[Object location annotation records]
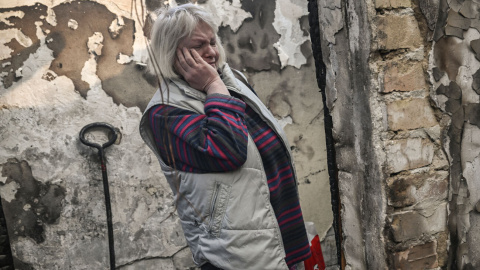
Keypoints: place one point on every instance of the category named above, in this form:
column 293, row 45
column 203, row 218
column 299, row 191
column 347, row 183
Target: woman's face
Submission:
column 203, row 40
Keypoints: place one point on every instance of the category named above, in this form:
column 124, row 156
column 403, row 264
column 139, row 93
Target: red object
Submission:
column 316, row 260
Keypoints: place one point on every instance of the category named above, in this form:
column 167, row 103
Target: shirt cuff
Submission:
column 224, row 102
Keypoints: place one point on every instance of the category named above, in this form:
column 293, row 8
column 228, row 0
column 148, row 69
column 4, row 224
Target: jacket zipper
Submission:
column 212, row 207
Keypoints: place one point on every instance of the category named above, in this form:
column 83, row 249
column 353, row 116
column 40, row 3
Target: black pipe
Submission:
column 106, row 190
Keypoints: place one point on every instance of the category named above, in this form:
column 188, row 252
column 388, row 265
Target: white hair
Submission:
column 171, row 26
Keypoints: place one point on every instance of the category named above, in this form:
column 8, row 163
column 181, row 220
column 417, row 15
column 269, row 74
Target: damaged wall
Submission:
column 65, row 64
column 455, row 91
column 402, row 86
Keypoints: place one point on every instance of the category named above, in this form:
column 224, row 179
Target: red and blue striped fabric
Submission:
column 217, row 141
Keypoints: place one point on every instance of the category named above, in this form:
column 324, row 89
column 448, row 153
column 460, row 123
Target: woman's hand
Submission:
column 198, row 73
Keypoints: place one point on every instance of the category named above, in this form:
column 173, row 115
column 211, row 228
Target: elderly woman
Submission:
column 226, row 158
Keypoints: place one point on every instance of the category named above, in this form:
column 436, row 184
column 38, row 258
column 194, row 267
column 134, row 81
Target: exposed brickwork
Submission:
column 410, row 114
column 412, row 225
column 403, row 77
column 417, row 185
column 398, row 32
column 417, row 257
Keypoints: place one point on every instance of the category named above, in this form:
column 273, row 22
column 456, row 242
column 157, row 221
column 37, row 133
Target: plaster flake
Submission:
column 331, row 19
column 286, row 23
column 409, row 154
column 6, row 36
column 285, row 121
column 36, row 92
column 353, row 27
column 95, row 45
column 72, row 24
column 8, row 191
column 470, row 157
column 123, row 59
column 39, row 32
column 4, row 17
column 228, row 13
column 116, row 26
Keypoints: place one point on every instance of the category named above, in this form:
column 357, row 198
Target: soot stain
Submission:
column 35, row 203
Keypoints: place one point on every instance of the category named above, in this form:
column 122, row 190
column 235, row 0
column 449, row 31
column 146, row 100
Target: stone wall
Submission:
column 65, row 64
column 402, row 87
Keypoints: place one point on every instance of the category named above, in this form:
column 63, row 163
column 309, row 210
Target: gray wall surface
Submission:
column 65, row 64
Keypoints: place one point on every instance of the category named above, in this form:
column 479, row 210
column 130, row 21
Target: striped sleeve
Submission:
column 212, row 142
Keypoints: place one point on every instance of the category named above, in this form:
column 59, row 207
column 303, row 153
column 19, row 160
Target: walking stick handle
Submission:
column 98, row 125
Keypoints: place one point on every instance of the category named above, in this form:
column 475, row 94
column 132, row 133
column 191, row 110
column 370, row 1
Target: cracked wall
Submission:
column 454, row 78
column 65, row 64
column 406, row 129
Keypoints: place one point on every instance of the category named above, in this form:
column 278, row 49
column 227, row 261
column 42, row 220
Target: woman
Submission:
column 224, row 155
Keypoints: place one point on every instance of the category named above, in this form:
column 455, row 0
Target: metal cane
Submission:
column 101, row 154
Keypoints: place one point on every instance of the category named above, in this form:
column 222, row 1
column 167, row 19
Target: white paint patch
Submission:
column 331, row 18
column 72, row 24
column 6, row 36
column 94, row 44
column 89, row 73
column 8, row 191
column 6, row 15
column 116, row 26
column 37, row 92
column 19, row 73
column 228, row 14
column 353, row 27
column 285, row 121
column 287, row 24
column 51, row 17
column 123, row 59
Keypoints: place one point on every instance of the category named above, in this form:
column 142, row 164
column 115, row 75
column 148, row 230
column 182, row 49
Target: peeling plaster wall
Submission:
column 65, row 64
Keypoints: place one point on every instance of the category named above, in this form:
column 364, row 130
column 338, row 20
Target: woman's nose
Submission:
column 209, row 51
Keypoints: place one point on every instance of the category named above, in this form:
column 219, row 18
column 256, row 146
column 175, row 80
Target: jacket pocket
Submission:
column 218, row 205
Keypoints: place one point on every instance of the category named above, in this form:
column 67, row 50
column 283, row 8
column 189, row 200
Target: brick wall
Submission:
column 416, row 167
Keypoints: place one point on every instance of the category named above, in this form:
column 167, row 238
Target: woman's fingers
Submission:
column 198, row 59
column 188, row 57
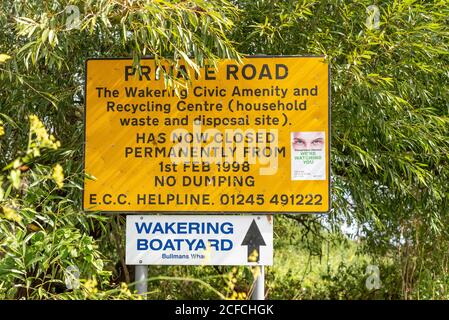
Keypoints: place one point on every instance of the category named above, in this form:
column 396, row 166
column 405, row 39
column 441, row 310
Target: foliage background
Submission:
column 390, row 146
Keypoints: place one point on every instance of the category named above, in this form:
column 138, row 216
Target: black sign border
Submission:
column 212, row 212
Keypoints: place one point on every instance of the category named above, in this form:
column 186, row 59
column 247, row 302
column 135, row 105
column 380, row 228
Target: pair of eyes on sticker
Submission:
column 314, row 142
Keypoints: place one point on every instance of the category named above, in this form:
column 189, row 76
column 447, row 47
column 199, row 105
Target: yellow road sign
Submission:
column 250, row 137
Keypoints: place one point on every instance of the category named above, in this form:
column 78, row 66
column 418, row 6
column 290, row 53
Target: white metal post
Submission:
column 259, row 288
column 142, row 280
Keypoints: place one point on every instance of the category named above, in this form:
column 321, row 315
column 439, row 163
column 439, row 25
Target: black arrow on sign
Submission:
column 253, row 239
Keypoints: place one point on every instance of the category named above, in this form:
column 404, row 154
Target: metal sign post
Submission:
column 259, row 288
column 142, row 280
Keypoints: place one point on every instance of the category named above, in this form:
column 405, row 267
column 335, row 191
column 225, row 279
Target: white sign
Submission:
column 199, row 240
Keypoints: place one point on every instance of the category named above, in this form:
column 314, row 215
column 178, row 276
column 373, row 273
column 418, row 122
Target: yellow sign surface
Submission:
column 248, row 137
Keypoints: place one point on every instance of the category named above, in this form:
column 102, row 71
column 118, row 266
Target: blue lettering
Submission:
column 142, row 244
column 143, row 226
column 153, row 242
column 182, row 226
column 227, row 228
column 223, row 246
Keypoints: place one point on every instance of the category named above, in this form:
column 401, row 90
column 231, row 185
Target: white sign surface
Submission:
column 199, row 240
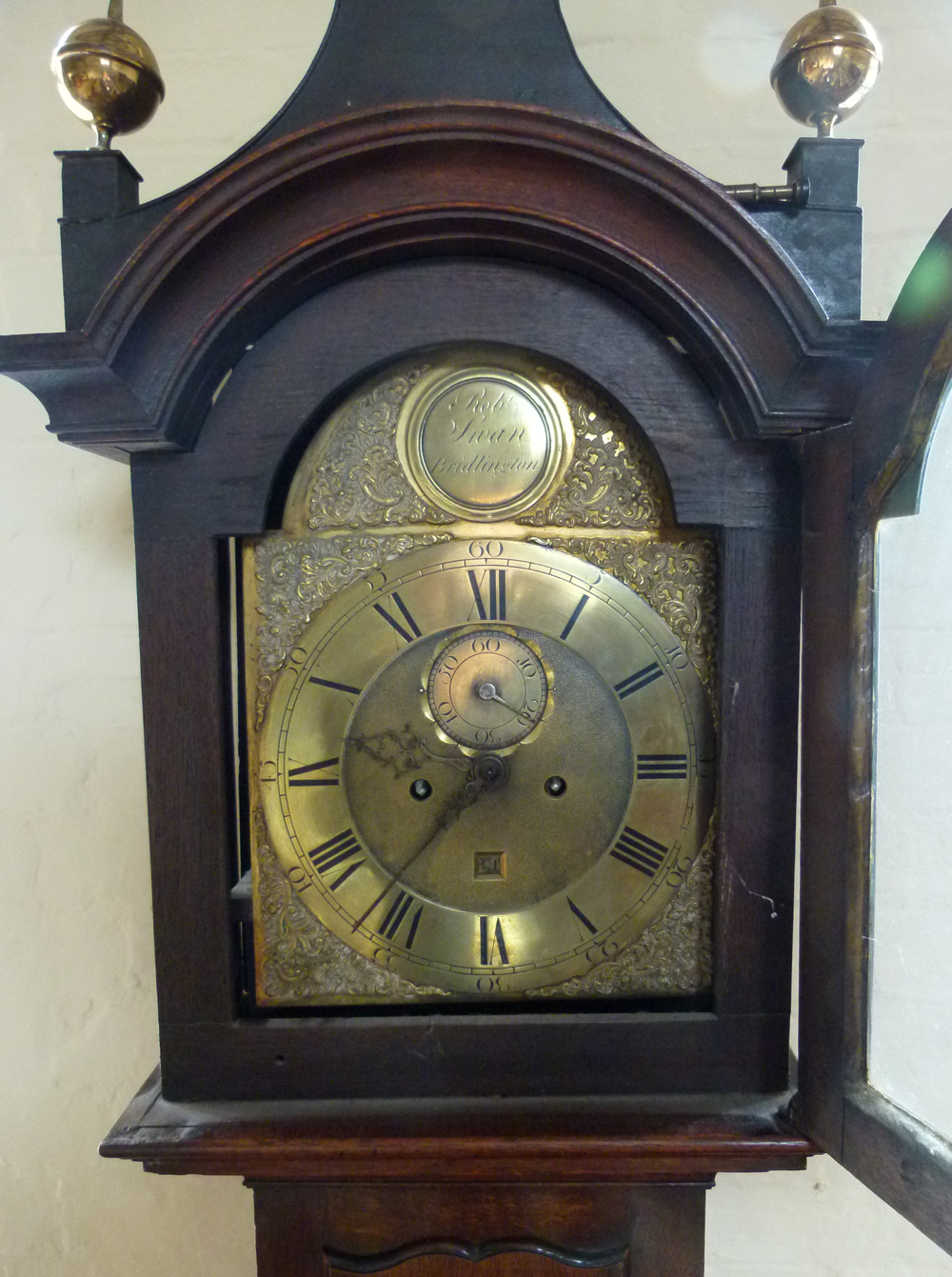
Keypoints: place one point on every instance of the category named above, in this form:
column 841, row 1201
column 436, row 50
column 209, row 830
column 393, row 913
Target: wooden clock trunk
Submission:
column 210, row 335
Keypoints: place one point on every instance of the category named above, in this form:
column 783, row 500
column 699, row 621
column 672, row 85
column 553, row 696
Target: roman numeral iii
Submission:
column 334, row 852
column 390, row 621
column 640, row 852
column 663, row 767
column 497, row 594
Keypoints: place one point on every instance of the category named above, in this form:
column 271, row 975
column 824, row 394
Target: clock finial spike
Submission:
column 827, row 64
column 108, row 75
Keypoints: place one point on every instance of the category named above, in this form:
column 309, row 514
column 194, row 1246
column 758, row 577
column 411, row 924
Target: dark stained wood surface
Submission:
column 520, row 1052
column 658, row 1231
column 286, row 223
column 824, row 827
column 282, row 389
column 182, row 588
column 758, row 659
column 851, row 478
column 461, row 1141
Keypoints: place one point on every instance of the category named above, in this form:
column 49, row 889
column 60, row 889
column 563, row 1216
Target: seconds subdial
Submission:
column 487, row 689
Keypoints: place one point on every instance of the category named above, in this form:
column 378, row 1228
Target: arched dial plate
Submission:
column 493, row 866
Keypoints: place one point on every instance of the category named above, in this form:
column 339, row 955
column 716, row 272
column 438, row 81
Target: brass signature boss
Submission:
column 484, row 442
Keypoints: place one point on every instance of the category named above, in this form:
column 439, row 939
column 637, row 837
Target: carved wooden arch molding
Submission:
column 397, row 184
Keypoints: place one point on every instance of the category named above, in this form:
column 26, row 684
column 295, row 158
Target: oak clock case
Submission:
column 479, row 660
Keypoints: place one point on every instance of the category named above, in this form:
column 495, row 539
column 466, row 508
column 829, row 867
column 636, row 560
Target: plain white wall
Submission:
column 77, row 993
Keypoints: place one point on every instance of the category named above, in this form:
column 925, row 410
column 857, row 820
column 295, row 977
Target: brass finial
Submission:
column 825, row 66
column 108, row 75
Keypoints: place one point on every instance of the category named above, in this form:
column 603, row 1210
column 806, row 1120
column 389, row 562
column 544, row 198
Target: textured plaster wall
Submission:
column 77, row 996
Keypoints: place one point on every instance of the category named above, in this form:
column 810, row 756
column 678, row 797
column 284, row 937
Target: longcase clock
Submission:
column 478, row 452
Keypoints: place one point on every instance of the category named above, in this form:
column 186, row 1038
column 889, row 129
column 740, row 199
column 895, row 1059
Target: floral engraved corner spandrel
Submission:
column 673, row 955
column 302, row 961
column 353, row 475
column 295, row 576
column 613, row 480
column 678, row 579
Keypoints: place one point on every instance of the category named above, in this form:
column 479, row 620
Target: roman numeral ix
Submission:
column 296, row 775
column 497, row 594
column 638, row 852
column 663, row 767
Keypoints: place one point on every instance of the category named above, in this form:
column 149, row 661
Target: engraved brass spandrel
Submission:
column 387, row 876
column 288, row 579
column 299, row 961
column 381, row 461
column 351, row 476
column 614, row 479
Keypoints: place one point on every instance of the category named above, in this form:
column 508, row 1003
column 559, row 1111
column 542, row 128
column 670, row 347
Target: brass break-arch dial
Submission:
column 487, row 767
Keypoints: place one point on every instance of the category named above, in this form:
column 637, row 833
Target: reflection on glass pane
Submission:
column 910, row 1049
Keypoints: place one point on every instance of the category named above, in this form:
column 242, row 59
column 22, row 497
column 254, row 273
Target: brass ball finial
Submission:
column 825, row 66
column 108, row 75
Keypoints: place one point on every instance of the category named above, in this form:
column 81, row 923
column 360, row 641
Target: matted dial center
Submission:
column 487, row 689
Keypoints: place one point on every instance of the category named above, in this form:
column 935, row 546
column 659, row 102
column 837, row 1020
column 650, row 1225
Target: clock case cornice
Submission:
column 450, row 180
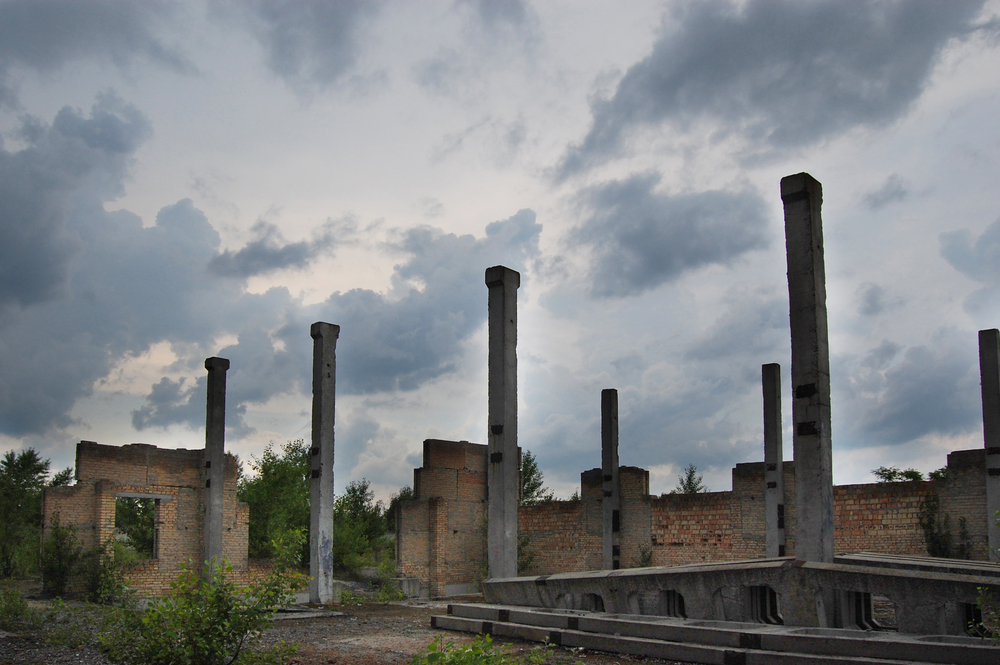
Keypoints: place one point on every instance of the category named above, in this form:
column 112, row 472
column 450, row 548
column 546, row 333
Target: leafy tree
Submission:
column 533, row 491
column 359, row 526
column 691, row 482
column 892, row 474
column 22, row 477
column 206, row 619
column 404, row 494
column 278, row 496
column 60, row 553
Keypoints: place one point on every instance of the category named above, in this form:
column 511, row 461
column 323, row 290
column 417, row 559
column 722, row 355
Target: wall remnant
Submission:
column 175, row 480
column 438, row 544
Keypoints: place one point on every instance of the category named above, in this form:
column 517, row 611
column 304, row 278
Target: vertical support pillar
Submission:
column 989, row 372
column 774, row 484
column 612, row 498
column 802, row 196
column 321, row 586
column 215, row 457
column 503, row 479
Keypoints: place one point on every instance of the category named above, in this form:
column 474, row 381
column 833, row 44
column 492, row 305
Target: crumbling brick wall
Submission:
column 441, row 533
column 175, row 480
column 566, row 536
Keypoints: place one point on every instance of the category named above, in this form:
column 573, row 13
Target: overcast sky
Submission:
column 181, row 180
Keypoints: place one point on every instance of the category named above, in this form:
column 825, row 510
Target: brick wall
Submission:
column 566, row 536
column 175, row 479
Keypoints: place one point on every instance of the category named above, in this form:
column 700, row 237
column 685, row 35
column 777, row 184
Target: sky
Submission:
column 180, row 180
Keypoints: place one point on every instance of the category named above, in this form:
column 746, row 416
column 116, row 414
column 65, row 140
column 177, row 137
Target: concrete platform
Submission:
column 716, row 642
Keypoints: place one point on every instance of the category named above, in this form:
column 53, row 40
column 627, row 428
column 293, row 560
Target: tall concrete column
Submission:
column 802, row 196
column 503, row 477
column 989, row 372
column 774, row 484
column 321, row 586
column 612, row 497
column 215, row 457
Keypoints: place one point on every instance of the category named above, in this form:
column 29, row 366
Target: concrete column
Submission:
column 612, row 497
column 989, row 372
column 215, row 457
column 802, row 197
column 321, row 586
column 503, row 477
column 774, row 484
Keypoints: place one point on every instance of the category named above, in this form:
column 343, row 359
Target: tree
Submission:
column 278, row 496
column 404, row 494
column 533, row 491
column 892, row 474
column 691, row 482
column 22, row 477
column 359, row 526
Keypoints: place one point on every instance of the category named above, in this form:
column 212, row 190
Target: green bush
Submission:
column 61, row 552
column 15, row 615
column 481, row 651
column 206, row 619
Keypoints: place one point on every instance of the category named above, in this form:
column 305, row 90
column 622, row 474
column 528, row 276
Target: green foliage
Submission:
column 359, row 526
column 938, row 474
column 60, row 553
column 404, row 494
column 278, row 497
column 103, row 569
column 533, row 491
column 691, row 482
column 643, row 557
column 936, row 527
column 481, row 651
column 206, row 619
column 892, row 474
column 15, row 614
column 134, row 520
column 22, row 477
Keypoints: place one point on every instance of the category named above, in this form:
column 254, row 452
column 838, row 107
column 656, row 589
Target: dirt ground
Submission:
column 366, row 634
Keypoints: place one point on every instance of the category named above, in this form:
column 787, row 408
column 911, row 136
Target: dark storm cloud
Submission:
column 873, row 300
column 930, row 389
column 641, row 239
column 42, row 186
column 44, row 35
column 782, row 73
column 978, row 260
column 311, row 42
column 268, row 252
column 892, row 190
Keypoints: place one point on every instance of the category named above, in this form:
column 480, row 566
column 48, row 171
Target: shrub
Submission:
column 206, row 619
column 481, row 651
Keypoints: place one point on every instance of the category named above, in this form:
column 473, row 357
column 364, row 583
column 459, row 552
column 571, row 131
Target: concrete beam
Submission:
column 611, row 502
column 802, row 196
column 989, row 372
column 322, row 586
column 215, row 457
column 503, row 476
column 774, row 484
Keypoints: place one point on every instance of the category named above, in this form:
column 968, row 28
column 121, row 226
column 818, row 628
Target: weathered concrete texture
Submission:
column 504, row 460
column 215, row 455
column 774, row 477
column 802, row 197
column 322, row 587
column 654, row 633
column 611, row 500
column 989, row 372
column 926, row 602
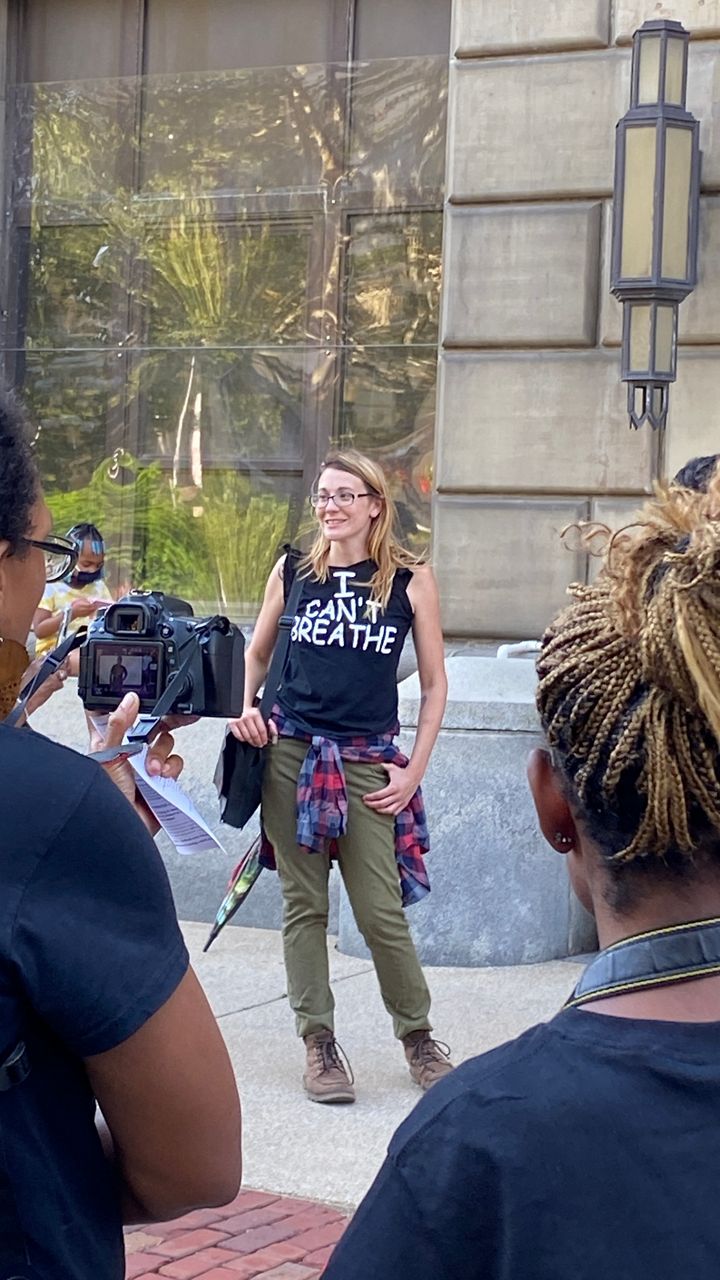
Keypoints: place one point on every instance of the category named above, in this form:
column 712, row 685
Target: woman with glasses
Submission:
column 336, row 786
column 98, row 1004
column 72, row 602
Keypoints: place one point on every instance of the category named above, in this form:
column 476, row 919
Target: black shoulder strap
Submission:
column 282, row 645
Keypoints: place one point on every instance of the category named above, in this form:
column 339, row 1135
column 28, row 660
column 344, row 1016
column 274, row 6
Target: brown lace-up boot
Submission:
column 326, row 1078
column 428, row 1059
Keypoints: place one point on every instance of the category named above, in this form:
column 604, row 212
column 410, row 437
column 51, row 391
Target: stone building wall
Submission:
column 532, row 424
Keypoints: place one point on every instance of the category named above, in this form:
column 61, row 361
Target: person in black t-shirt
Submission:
column 98, row 1002
column 335, row 785
column 589, row 1147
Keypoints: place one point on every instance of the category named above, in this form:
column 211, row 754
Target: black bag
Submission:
column 238, row 776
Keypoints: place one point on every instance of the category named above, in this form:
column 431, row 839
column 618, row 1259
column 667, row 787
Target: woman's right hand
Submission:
column 250, row 727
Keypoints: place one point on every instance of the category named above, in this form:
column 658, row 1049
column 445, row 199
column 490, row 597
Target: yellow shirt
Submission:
column 59, row 595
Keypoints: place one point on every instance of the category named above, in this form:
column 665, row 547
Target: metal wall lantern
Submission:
column 655, row 219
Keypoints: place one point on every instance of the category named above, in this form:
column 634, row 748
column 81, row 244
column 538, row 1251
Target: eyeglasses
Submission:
column 60, row 556
column 342, row 498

Task directions:
Which lines in the records above contain the word "surface"? Extract each of them.

Finished task:
Target: gray wall surface
Target: yellow sign surface
Target: white sign surface
Target: dark stained wood surface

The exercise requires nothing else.